**** Source document
After citing the authorities above, the learned Kanyeihamba JSC then concluded by stating that: –

"Under the circumstances of this case, I am satisfied that the respondents had the power to evict the appellants from the suit premises in accordance with the provisions of the law. It is trite law that the owner of property has the right to evict a trespasser who has refused to vacate the property as was held in Harvey vs Brudges 14M & W437. Moreover where such eviction is effected, the owner may also remove the property and goods of the person evicted to leave the premises empty".


The Applicants have urged Court to find for them and order for the return of the items wrongfully distrained for rent. Furthermore, they have sought an order of damages for the loss they have suffered due to the illegal distress for rent. In the same case of Joy Tumushabe & Anor vs M/s Anglo African Ltd & Anor (supra), Kanyeihamba JSC stated as follows: –

"... although I have held that the seizure of the 1st Appellant's property from the flat for purposes of distressing for rent was illegal, I have also held that her eviction from the flat as a trespasser was lawful and justified. ... Taking into account all the facts and circumstance of this case, I would order that such property as was proved to have been removed and listed in accordance with the findings of the trial Court should be returned to the appellants or its value paid to them by way of compensation."

For his part, Wambuzi C.J. who concurred with Kanyeihamba JSC, on the illegality of distress for rent, but lawful eviction under trespass, stated in his judgment that: –

"It appears that a trespasser who refuses to leave may be removed from the land using no more force than is reasonably necessary (Halsbury's Laws of England, 3rd Edition, Vol. 38, p.747). In this case, I do not think it matters who carried out the actual eviction as long as they are acting for and on behalf of the landlord. It was open for the respondent to remove the property from this land. It appears that the property was actually carried away and kept by the respondent, ostensibly for purposes of levying distress for rent. As the respondents were not entitled to levy distress for rent on the appellant's goods, they were under a duty to make the goods carried away available to the appellants or pay the value of such goods as were proved to have been carried away for which the respondents failed to account to the appellants."
********
**** Information shown
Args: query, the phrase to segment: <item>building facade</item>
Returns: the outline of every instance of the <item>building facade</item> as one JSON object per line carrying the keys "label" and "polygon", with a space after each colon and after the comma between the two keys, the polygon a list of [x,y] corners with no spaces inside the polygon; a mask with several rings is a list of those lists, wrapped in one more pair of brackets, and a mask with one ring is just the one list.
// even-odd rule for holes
********
*Problem:* Please summarize the excerpt on eviction and distress for rent in two sentences. These lines come from a separate source.

*Correct answer:* Kanyeihamba JSC held that the respondents lawfully evicted the appellants as trespassers and could remove their goods, but that seizing the 1st Appellant's property to distress for rent was illegal, so the proved property had to be returned or its value paid. Wambuzi C.J. concurred, stating that a trespasser may be removed with no more force than is reasonably necessary and that, since the respondents were not entitled to levy distress for rent, they had to make the carried-away goods available or pay their value.